# Start of Data for processing

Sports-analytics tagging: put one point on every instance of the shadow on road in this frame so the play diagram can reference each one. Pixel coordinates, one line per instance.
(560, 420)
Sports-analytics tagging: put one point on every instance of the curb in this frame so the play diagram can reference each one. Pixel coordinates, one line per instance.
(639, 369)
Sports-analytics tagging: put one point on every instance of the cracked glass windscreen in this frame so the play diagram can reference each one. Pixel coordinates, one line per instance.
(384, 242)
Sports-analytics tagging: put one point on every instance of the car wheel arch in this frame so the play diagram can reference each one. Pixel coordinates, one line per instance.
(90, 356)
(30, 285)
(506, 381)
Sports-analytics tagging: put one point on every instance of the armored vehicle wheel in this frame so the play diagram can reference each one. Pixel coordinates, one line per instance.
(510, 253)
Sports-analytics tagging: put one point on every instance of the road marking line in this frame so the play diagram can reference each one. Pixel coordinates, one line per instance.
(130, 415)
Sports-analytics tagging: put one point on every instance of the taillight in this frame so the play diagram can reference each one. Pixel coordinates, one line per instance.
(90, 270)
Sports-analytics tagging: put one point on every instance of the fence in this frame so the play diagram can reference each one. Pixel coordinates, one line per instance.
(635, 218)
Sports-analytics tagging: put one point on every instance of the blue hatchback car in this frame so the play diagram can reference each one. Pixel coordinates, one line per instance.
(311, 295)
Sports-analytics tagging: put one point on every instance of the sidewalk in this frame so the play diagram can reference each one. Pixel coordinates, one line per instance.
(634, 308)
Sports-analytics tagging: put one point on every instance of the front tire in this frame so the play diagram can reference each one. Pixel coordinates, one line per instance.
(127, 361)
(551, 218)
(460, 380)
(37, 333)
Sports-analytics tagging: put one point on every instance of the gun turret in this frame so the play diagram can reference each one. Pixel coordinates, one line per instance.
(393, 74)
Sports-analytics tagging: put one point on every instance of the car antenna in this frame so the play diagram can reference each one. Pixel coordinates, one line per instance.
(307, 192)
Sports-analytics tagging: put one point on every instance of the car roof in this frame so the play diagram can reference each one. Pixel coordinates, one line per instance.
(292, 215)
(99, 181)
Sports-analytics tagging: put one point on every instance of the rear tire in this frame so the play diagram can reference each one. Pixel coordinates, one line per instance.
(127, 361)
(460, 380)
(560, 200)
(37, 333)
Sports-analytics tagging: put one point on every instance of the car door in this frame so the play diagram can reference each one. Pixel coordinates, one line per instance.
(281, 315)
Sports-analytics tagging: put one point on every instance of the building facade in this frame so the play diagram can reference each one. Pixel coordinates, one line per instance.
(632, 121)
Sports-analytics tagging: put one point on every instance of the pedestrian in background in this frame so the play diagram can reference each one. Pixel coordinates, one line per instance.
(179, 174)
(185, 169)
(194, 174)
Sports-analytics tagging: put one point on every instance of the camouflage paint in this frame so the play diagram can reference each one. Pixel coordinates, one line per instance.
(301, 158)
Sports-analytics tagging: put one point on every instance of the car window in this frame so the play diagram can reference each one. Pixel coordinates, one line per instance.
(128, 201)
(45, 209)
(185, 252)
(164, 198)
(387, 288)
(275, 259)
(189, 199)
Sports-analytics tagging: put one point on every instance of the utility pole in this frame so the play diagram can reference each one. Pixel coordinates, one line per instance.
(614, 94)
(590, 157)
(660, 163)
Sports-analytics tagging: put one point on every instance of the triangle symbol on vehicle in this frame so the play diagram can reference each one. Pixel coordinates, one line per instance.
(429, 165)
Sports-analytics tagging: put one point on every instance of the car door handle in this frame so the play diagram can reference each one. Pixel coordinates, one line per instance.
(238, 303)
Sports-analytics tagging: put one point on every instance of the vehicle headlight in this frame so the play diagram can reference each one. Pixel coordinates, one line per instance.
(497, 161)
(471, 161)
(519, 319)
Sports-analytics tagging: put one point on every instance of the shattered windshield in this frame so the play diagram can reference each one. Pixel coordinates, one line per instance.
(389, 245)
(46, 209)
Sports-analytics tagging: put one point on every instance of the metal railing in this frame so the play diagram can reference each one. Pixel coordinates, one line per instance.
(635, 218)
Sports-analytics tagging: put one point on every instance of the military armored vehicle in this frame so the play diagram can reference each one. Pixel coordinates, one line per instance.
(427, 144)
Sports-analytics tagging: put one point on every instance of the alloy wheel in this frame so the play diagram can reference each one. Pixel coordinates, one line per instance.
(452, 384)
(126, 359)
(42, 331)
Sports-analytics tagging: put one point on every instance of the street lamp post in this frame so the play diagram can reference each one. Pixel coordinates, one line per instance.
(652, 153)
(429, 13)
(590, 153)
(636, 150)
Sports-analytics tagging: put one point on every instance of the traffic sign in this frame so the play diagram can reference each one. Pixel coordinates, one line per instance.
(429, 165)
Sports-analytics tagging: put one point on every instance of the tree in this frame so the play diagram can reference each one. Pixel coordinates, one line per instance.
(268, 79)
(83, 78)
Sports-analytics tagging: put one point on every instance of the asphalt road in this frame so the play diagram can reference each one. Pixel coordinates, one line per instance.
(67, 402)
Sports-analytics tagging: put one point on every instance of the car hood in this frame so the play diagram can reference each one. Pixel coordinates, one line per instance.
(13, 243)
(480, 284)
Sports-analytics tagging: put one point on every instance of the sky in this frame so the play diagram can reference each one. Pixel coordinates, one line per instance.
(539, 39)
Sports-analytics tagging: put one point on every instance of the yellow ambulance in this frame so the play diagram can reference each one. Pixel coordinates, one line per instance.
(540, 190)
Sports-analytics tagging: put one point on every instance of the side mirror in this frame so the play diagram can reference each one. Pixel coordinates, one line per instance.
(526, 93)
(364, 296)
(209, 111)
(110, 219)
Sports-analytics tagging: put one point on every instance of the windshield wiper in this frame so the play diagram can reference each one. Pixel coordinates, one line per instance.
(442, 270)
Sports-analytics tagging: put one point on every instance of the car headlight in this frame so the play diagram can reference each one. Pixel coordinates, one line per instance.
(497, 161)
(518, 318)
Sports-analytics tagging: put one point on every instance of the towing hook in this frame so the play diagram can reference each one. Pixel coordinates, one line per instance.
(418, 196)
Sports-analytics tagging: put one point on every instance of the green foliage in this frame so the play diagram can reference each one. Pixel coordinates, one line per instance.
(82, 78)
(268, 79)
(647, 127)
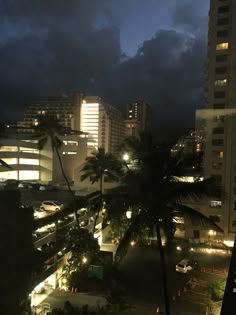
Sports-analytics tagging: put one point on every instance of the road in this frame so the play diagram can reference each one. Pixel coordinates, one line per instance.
(143, 280)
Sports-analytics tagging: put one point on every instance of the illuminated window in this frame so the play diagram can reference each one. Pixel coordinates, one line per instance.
(9, 175)
(215, 204)
(218, 154)
(222, 33)
(28, 175)
(29, 161)
(8, 149)
(217, 142)
(221, 58)
(220, 70)
(222, 46)
(219, 105)
(28, 150)
(223, 9)
(218, 130)
(219, 118)
(219, 94)
(10, 161)
(221, 82)
(69, 152)
(223, 21)
(216, 165)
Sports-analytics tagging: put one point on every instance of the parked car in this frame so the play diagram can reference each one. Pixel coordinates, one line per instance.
(51, 205)
(39, 213)
(186, 265)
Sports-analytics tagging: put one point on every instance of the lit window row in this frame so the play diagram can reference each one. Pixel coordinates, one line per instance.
(221, 82)
(222, 46)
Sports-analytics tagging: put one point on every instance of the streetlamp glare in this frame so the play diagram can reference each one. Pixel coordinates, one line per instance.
(126, 157)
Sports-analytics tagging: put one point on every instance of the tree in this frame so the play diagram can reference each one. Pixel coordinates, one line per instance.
(154, 189)
(96, 167)
(2, 133)
(49, 129)
(83, 248)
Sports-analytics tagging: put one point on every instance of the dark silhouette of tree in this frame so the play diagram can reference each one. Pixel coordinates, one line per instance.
(17, 253)
(96, 167)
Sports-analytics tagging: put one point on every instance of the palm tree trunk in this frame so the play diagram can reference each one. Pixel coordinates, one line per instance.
(100, 203)
(163, 268)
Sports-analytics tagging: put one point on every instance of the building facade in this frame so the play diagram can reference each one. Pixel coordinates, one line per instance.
(66, 109)
(218, 118)
(138, 118)
(103, 123)
(29, 162)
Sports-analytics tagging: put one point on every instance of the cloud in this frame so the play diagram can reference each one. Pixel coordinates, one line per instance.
(167, 72)
(191, 15)
(48, 47)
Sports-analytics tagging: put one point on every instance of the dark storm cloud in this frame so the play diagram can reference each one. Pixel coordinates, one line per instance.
(168, 73)
(49, 47)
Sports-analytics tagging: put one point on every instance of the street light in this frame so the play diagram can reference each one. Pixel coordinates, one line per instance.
(126, 157)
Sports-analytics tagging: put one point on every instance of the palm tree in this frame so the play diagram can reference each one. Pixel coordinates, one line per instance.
(157, 194)
(96, 167)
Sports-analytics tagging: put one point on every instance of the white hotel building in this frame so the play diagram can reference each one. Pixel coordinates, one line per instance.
(218, 118)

# End of Data for processing

# Problem to solve
Give back, exactly as written, the lines from the one with "palm tree trunk" to the last line.

# The response
Sports-analytics tagging: put one point on every instance of the palm tree trunk in this frame so the play diagram can reference each one. Pixel coordinates, one line per instance.
(100, 203)
(163, 268)
Sports-analytics tagging: put one point on every instance of the building facade in this frame so the play diagram can reference each one. Pixel coordinates, one line per instance.
(66, 109)
(218, 118)
(138, 118)
(103, 123)
(29, 162)
Sports-analytics tagging: put one point on every instance of the cloud in this frame so the play diagram can reference each one. Pixel coordinates, one line per instance.
(167, 72)
(191, 15)
(48, 47)
Sports-analytics tagging: put one point on every instance of the dark storm cloud in this frame so the play diagram can reference each one. Pixel coordinates, one line per instance.
(168, 73)
(49, 47)
Sports-analytics tagging: put one point on every instance of the street light in this frame so the play diagram can reference each one. Pixel coordinates, one line per instance.
(126, 157)
Sports-analytics tagging: put one point on every instance of the palm tree in this frame so the play diagram can reference each one. Pixel coordinates, one line per instance.
(157, 194)
(96, 167)
Sports-analytics tagging: put one point on every instance of the white hotel building in this frame so the play diagram can reference each one. Pixel coordinates, one line per instance.
(218, 118)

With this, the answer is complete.